## EXERCISE DETAILS
Output each entry verbatim and exclude every picture from it.

## SOURCE MATERIAL
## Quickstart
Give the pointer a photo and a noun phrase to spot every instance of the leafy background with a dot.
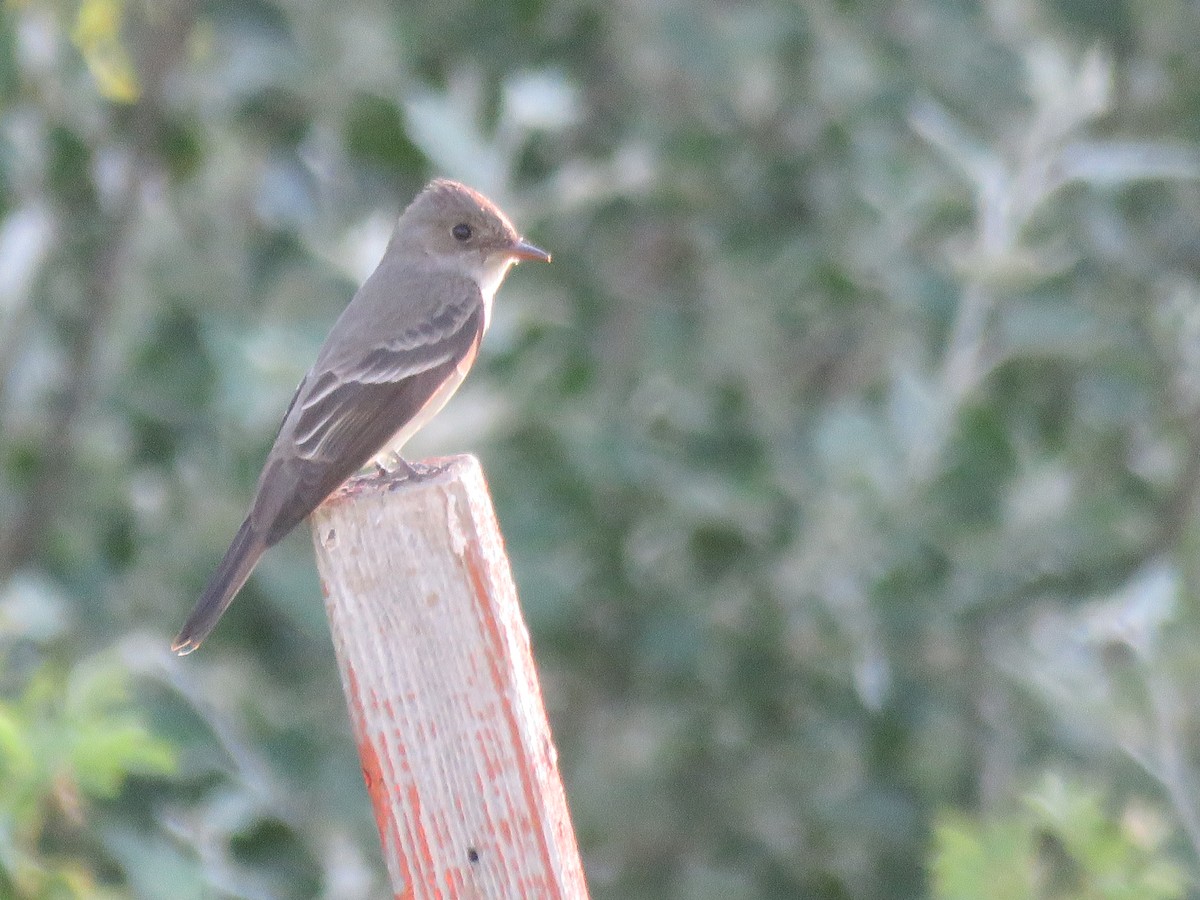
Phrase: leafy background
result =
(847, 454)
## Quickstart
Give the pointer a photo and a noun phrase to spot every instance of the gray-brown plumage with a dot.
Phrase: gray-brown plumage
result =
(393, 359)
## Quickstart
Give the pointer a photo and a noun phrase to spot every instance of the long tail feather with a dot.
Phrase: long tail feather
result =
(239, 562)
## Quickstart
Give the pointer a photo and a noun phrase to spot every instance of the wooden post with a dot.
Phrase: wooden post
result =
(442, 689)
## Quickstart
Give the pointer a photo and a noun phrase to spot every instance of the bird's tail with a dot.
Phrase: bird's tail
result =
(239, 562)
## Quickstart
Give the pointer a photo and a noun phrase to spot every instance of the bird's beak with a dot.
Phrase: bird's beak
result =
(525, 250)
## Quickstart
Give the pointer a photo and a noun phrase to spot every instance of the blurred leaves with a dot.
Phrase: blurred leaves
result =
(1065, 845)
(64, 744)
(97, 34)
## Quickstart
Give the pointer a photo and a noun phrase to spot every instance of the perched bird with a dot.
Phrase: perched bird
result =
(395, 355)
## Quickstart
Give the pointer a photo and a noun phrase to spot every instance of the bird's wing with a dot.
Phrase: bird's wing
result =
(346, 411)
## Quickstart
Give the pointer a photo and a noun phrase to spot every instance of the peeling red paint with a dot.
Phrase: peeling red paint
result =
(525, 766)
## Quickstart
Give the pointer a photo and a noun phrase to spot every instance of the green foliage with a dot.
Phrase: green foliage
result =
(1063, 845)
(65, 743)
(847, 454)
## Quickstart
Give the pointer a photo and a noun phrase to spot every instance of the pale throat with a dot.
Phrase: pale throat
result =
(490, 276)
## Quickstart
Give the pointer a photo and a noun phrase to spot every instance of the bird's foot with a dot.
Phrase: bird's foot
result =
(401, 469)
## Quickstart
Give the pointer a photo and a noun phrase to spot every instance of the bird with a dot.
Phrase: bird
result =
(393, 359)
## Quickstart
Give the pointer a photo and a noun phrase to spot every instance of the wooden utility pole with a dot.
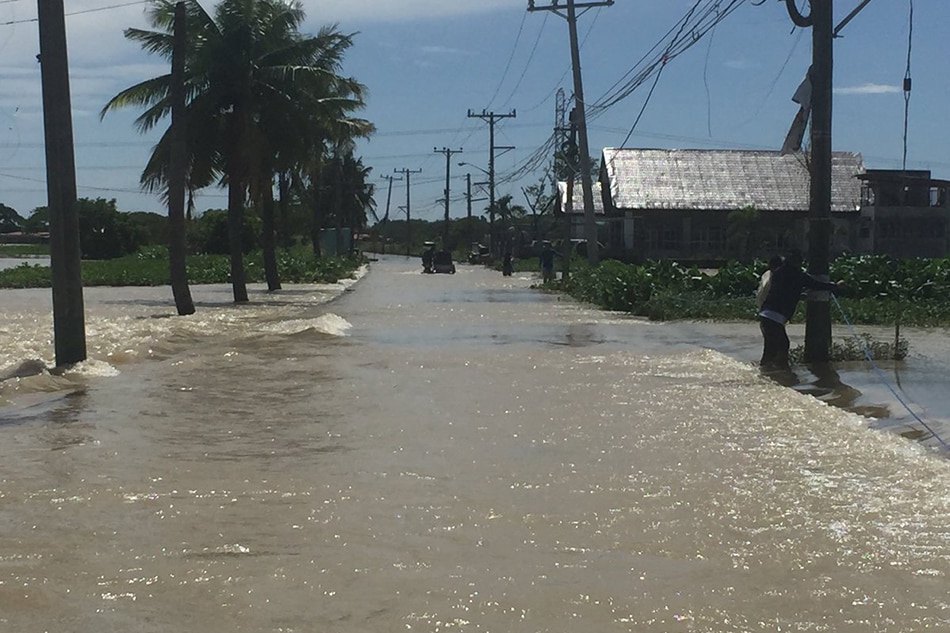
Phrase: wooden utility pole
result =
(590, 224)
(176, 172)
(69, 327)
(407, 172)
(491, 118)
(448, 171)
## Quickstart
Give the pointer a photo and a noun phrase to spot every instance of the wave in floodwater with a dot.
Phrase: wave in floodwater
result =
(435, 454)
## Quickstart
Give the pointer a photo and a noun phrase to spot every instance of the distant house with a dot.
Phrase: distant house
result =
(676, 203)
(904, 214)
(576, 210)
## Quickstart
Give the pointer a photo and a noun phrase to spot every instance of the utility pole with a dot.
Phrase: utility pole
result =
(389, 197)
(590, 225)
(491, 118)
(818, 307)
(448, 170)
(407, 172)
(69, 326)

## COMPLETED EXERCISE
## Quickstart
Give the pointer a photo and a noun phrase to spot every instance of the leafy background with a dot.
Phrase: leafy background
result =
(847, 454)
## Quickstart
Give the pointer a photo and a noun phrase to spot every instance of the gray-brown plumage with a dot.
Phrase: gray-brown plumage
result =
(393, 359)
## Quickstart
Give the pointer a photo and a noun phrase to spot every instance of the long tail feather with a dot.
Phrase: long tail feather
result =
(239, 562)
## Quickstart
Give the pointer a photo and a noun phrase to spot every instance of the wooden post with a dot.
Phrase: wooden post
result =
(442, 689)
## Quickstart
Give the pointer a photo and a noun phrase to spot every instance of the bird's tail with a dot.
Phrase: bird's tail
result =
(239, 562)
## Quickstart
Give the pointer a photo and a noun phrase to spot every instance of the bird's beak with a dot.
Phrase: bird's beak
result =
(525, 250)
## Quickstart
Give the pointer a photo and a noun phrase to spot every instance of the blurred leaves with a dot.
Phrase: blurred leaves
result =
(1065, 845)
(64, 744)
(97, 34)
## Quickstart
Give the pointer a photo and a noun phrase to spot every instance of the perched bird with a dot.
Phrase: perched bird
result =
(395, 355)
## Quickstart
Give the pointer a photo and a noun phrase to spot every instance of the bird's wing with a dot.
Phrase: bird's wing
result =
(346, 411)
## Quickstart
Give the pointer a photo and a noun phrase to spot every instance of the peeling red paint with a dot.
Phrase: peeling red paint
result =
(525, 766)
## Quickstart
Give the pointer a photo and a noun phrase to spot every instance of the green foliage with a dot.
Phrase: green foliage
result =
(1063, 845)
(65, 743)
(847, 454)
## Quickstart
Give the pointer a photo and a noun phrase to spot every instance of the pale throat with a dot.
Phrase: pale throat
result =
(490, 276)
## Quickstart
Give the pointer a photo and a noun phrase to spot every instance of the bird's foot with a dot.
Phrase: bird's foot
result =
(401, 469)
## Quickstart
Give the pointer a photo and a noun phrase to spot every instance of the bird with a dot.
Phrase: bird
result =
(393, 359)
## Quickstart
Give the pointer a photo and a noun phrase to spot every instance of the wooden utility pole with a dot.
Phrase: wooden utility pole
result =
(590, 224)
(176, 172)
(69, 327)
(407, 172)
(491, 118)
(448, 171)
## Quickstart
Give the pointer a photo and a noun phrase to spot every instance of the wave in floodwater with a dot.
Phrase: wave in floodwater
result =
(435, 454)
## Quickstart
Give the pointer a photo and a noun phrase to spot every instance of the distant house with a dot.
Phrase: distant house
result =
(676, 203)
(904, 214)
(576, 210)
## Quickstart
Give the pointer a photo and a noun phrase to spot every instance of the utility pole with a dot.
Phrase: utility pole
result =
(389, 197)
(590, 225)
(491, 118)
(818, 307)
(448, 170)
(407, 172)
(69, 326)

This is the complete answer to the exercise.